Schriftliche Aufgabe 1:
Gib den Textabschnitt beginnend mit "Tatsächlich sinkt die" und fortlaufend bis einschließlich "43 Menschen an Bord." wieder und benenne dabei "Rettungsschiff" in "Seenotrettungsschiff" um.
Schriftliche Aufgabe 2:
Wie viele Menschen nahm die «Sea-Watch 3» laut dem Textabschnitt am Wochenende an Bord?

Textabschnitt:

────────────────

Papst Franziskus versprach Anfang der Woche, nicht nur für die Toten zu beten, sondern auch für die politisch Verantwortlichen. Matteo Salvini, den italienischen Innenminister und Posterboy der neuen europäischen Rechten, wird die päpstliche Schelte wenig kümmern. Seine menschenverachtende Gleichung lautet: Je mehr Menschen sterben, desto grösser die Abschreckung und desto weniger Flüchtlinge kommen künftig in Italien an.

Tatsächlich sinkt die Zahl der ankommenden Schiffe seit Monaten, nicht nur in Italien. Nur steigt gleichzeitig der Anteil der Geflüchteten, die auf dem Weg übers Mittelmeer sterben, immer weiter an, wie Zahlen der Vereinten Nationen zeigen. Der Grund ist einfach: Momentan ist die «Sea-Watch 3» das einzige zivilgesellschaftliche Rettungsschiff, das zwischen Italien und Libyen verkehrt. Am Wochenende nahm es 43 Menschen an Bord.

────────────────

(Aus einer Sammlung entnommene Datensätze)
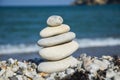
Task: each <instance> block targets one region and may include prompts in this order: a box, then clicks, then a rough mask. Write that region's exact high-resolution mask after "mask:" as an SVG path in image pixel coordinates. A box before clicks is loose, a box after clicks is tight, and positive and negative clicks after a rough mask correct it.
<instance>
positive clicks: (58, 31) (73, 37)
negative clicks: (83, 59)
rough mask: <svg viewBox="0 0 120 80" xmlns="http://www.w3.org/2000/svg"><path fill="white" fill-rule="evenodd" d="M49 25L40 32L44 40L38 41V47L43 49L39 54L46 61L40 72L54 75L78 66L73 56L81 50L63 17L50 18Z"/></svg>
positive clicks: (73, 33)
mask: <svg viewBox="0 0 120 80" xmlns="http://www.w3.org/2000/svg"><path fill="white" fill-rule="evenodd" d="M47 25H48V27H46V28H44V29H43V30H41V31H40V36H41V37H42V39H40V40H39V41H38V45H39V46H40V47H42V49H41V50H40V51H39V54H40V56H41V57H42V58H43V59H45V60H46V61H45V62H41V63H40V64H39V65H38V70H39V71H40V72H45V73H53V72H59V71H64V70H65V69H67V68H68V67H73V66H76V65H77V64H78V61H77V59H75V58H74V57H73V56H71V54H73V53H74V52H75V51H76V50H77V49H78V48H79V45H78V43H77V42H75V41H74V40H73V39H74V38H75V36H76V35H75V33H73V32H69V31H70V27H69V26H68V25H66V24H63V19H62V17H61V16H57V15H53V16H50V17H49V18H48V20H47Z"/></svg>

────────────────

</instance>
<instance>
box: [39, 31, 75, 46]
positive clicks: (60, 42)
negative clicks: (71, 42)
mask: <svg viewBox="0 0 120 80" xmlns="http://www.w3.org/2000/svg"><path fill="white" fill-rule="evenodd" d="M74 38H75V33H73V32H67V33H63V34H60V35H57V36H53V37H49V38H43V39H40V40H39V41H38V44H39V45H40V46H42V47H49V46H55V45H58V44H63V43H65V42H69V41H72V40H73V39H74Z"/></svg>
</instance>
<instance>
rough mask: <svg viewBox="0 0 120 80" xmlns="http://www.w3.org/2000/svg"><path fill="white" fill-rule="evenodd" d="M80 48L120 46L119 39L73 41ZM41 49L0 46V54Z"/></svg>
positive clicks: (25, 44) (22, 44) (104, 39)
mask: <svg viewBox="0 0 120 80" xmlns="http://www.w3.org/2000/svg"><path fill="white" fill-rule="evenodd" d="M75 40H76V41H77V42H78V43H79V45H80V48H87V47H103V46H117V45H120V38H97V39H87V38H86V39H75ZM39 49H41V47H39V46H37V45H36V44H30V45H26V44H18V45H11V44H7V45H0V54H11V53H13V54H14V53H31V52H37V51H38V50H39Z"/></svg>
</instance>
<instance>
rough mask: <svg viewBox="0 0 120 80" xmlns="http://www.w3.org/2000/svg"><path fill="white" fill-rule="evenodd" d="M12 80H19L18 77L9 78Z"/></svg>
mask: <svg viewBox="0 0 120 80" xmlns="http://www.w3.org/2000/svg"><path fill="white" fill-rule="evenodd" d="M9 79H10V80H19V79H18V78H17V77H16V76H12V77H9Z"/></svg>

────────────────

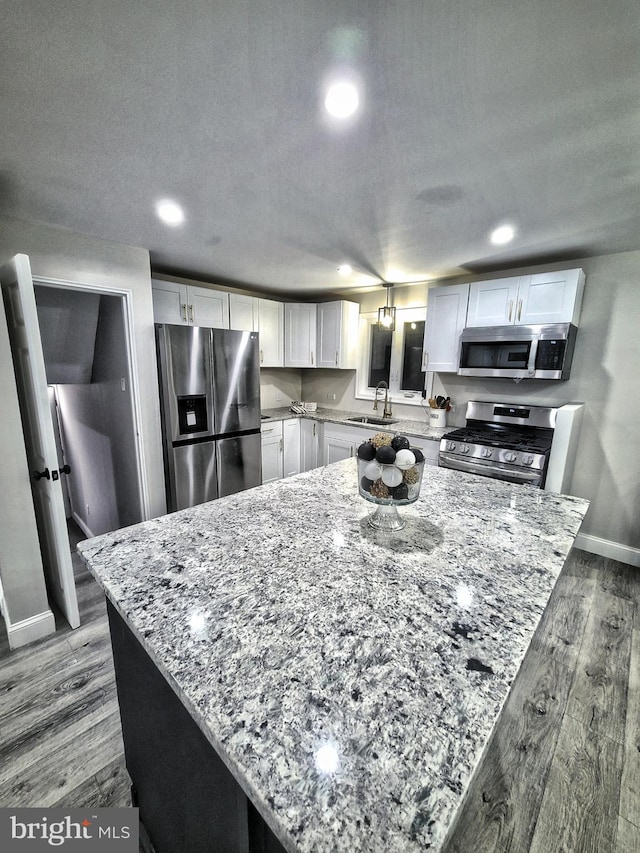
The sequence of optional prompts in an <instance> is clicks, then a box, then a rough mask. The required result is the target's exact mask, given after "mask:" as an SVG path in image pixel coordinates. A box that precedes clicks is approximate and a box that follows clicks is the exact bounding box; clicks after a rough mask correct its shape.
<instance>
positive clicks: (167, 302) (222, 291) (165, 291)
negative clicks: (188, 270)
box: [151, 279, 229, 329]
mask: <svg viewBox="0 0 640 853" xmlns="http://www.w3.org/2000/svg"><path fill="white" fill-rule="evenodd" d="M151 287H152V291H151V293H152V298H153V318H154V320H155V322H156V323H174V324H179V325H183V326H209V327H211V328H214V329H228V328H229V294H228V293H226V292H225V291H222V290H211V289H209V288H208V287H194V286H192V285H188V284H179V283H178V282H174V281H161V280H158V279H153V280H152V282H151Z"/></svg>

────────────────

Lösung 1:
Tatsächlich sinkt die Zahl der ankommenden Schiffe seit Monaten, nicht nur in Italien. Nur steigt gleichzeitig der Anteil der Geflüchteten, die auf dem Weg übers Mittelmeer sterben, immer weiter an, wie Zahlen der Vereinten Nationen zeigen. Der Grund ist einfach: Momentan ist die «Sea-Watch 3» das einzige zivilgesellschaftliche Seenotrettungsschiff, das zwischen Italien und Libyen verkehrt. Am Wochenende nahm es 43 Menschen an Bord.

Lösung 2:
43 Menschen.